> **What is required**
From the listing below, pick out and copy each line that contains the word "trunk".

►

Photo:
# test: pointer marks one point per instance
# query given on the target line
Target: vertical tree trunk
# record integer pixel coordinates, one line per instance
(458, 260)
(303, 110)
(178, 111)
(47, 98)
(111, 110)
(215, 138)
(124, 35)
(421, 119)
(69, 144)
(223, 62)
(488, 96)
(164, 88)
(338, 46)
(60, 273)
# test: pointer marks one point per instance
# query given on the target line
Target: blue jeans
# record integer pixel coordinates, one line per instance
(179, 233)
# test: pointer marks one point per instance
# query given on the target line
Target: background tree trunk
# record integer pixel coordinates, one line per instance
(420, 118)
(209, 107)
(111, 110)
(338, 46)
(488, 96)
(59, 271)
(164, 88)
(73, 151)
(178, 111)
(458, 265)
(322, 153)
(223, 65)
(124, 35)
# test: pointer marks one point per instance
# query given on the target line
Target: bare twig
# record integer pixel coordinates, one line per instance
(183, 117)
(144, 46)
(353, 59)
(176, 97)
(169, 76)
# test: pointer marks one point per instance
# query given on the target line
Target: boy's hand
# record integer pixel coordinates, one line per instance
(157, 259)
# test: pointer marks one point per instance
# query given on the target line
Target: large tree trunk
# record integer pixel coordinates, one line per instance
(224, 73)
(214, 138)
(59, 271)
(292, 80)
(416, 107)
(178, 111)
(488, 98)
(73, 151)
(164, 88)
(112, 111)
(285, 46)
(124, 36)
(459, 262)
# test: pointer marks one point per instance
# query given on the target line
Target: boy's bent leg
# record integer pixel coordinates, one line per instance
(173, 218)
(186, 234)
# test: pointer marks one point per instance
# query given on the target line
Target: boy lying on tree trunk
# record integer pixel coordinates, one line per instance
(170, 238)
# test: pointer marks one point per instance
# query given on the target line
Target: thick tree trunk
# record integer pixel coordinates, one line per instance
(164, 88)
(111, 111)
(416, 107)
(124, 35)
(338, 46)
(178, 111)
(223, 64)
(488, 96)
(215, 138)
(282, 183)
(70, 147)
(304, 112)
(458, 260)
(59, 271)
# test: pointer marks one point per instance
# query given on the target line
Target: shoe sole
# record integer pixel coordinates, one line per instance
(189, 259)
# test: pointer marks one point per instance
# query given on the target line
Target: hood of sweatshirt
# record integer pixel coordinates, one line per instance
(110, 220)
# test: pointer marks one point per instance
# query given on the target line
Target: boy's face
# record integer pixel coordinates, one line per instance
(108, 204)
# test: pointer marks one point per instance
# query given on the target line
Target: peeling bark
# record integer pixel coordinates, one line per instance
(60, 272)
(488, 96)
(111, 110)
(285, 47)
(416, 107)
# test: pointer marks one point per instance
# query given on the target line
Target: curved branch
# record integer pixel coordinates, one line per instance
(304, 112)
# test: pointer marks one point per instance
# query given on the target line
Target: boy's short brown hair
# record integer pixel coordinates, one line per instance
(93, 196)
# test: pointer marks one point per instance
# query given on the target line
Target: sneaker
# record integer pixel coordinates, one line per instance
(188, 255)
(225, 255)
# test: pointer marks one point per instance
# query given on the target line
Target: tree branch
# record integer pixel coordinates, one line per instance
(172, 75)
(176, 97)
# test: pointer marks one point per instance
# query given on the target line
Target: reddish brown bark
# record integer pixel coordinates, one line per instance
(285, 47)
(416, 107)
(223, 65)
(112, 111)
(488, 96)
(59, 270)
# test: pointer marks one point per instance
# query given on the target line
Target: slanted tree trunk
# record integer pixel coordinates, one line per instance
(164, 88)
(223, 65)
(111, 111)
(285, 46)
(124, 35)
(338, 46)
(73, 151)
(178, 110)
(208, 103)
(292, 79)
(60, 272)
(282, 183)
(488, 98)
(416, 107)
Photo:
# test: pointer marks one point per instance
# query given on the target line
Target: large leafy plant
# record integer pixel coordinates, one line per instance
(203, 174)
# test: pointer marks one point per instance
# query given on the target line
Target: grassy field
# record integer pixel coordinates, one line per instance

◄

> **Exercise output**
Target: vertical tree trunk
Target: background tree trunk
Target: large tree trunk
Target: boy lying on tree trunk
Target: thick tree trunk
Target: slanted tree trunk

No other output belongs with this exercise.